▶ [PROBLEMAS]:
A) Quais adjetivos o trecho sobre predeterminação e o amor de Deus aplica às sociedades islâmicas? Liste todos.
B) Prossiga com o trecho sobre predeterminação e o amor de Deus, começando logo após a última frase.

──────── TRECHO SELECIONADO

Essa utopia é um produto direto de nossa teologia cristã. Somos o que cremos. Nossas crenças são a base de tudo o que construímos. A teologia da predeterminação está no coração da cultura ocidental, desde Philo e Agostinho. Também está no coração das sociedades islâmicas fundamentalistas, absolutas e totalitárias: “Maktub” — está escrito. Será Deus o mesmo Alá?

Mas, e se fosse diferente? Se, em vez de teologarmos e filosofarmos, acreditássemos puramente na Bíblia? Ela diz que Deus se arrependeu de ter feito o homem (Gn 6.6). Ao descobrir que o ser livre que havia criado escolheu negar-lhe amor e ainda afrontá-lo com uma impiedade além de todos os limites, Ele sofreu. Sofreu tanto quanto um homem que, tendo tirado uma mulher da mais suja lama moral, drogada, suja, prostituída, se casa com ela, tem filhos, constitui uma família. Um dia este homem chega em casa e não vê sua esposa. Ela voltou para as ruas. Preferiu a lama, as drogas, o sofrimento degradante. O marido sofre agora, não por si mesmo, mas pelo destino que sua amada escolheu e que a fará sofrer. Essa é a metáfora proposta por Deus para falar de seu amor pelo povo de Israel, no livro de Oséias. Alguns teólogos que me desculpem, mas esta não é a imagem de um Deus-Alá indiferente e soberano sobre a vontade humana.

────────────────
──────── ENTRADAS EXIBIDAS

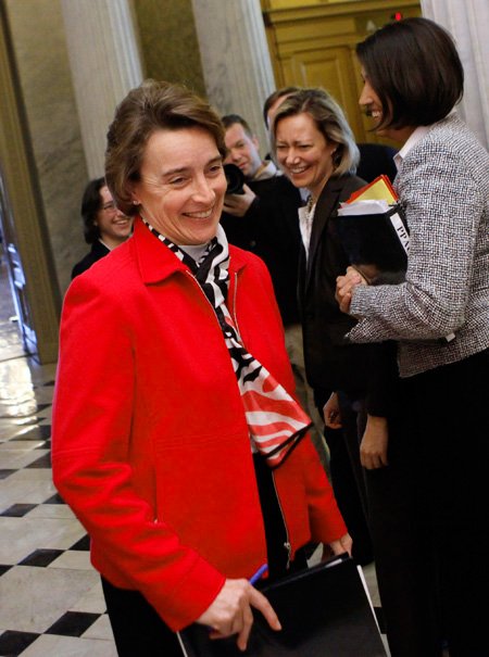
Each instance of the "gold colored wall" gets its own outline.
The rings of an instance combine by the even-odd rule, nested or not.
[[[360,112],[355,45],[394,11],[421,15],[417,0],[262,0],[277,87],[323,87],[346,111],[359,142],[381,141]]]
[[[134,0],[145,75],[205,96],[191,0]]]

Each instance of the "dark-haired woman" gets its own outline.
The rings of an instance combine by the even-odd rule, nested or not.
[[[354,342],[398,342],[389,466],[367,472],[371,527],[393,657],[489,654],[489,156],[453,112],[463,68],[426,18],[356,49],[361,105],[402,146],[396,188],[411,232],[405,282],[349,270],[341,307]]]
[[[187,89],[147,81],[109,129],[105,174],[133,237],[65,298],[53,476],[91,539],[121,656],[180,656],[199,622],[244,649],[249,583],[351,539],[293,399],[264,263],[228,245],[224,129]],[[89,340],[87,340],[89,336]]]
[[[133,218],[115,207],[105,178],[96,178],[85,188],[82,199],[84,237],[90,251],[72,270],[72,279],[91,267],[93,263],[118,247],[129,237]]]

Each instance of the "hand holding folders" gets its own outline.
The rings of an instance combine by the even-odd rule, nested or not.
[[[340,205],[333,222],[350,264],[368,283],[404,279],[410,237],[387,176],[354,192]]]
[[[405,279],[410,235],[398,195],[387,176],[379,176],[354,192],[333,218],[348,260],[368,285],[400,283]],[[348,280],[350,276],[350,280]],[[353,275],[339,277],[336,298],[349,313]],[[441,338],[448,343],[455,338]]]
[[[342,555],[290,574],[262,592],[280,619],[271,629],[255,615],[249,657],[385,657],[386,652],[365,584],[354,561]],[[211,640],[202,626],[179,633],[186,657],[238,657],[236,637]]]

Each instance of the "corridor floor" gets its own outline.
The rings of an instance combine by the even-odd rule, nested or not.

────────────────

▶ [RESULTADOS POR TAREFA]:
A) fundamentalistas, absolutas, totalitárias

B)
Todas estas, além de inúmeras outras passagens literais e metafóricas da Bíblia, perdem o sentido se o futuro for causado, se o livre-arbítrio humano não for real, mas um artifício divino para nos dar apenas a impressão de liberdade. A Bíblia passa a ser um livro sobre a grande matrix ilusória de Deus, e não o livro destinado a nos descortinar a verdade sobre o amor de um Deus que espera para ser amado, que nos pede para escolher a bênção em vez da maldição.

Engraçado que, diferente dos idealizadores de “Matrix”, o judeu Steven Spielberg escolhe como final esta última versão da verdade sobre o ser humano. No final a sociedade do “Minority Report” redescobre que é livre. O chefe da polícia, quando encara face a face o seu próprio crime, é surpreendido pela voz da vidente que lhe diz: “Não! Você é livre para não matá-lo.” O próprio criador do sistema, Lamar (Max von Sydow), que por anos seguidos prendeu pré-criminosos, também se vê de frente com o seu próprio destino. A visão de seu pré-crime aparece na tela. Com uma arma na mão, encara Anderton, que lhe diz: “Se você me matar, vai para a cadeia, mas prova para todos que você está certo”.

No entanto, ele próprio se sabe livre e atira contra si mesmo, numa confissão desesperada de fracasso. A sociedade se liberta da arbitrariedade do pré-crime, antes consagrada como a solução de todos os males. Os pré-criminosos voltam às ruas e deixam de pagar pelo que poderiam ter feito, mas nunca fizeram. E todos respiram aliviados por se verem restaurados novamente à sua dignidade de seres humanos no comando de seu destino.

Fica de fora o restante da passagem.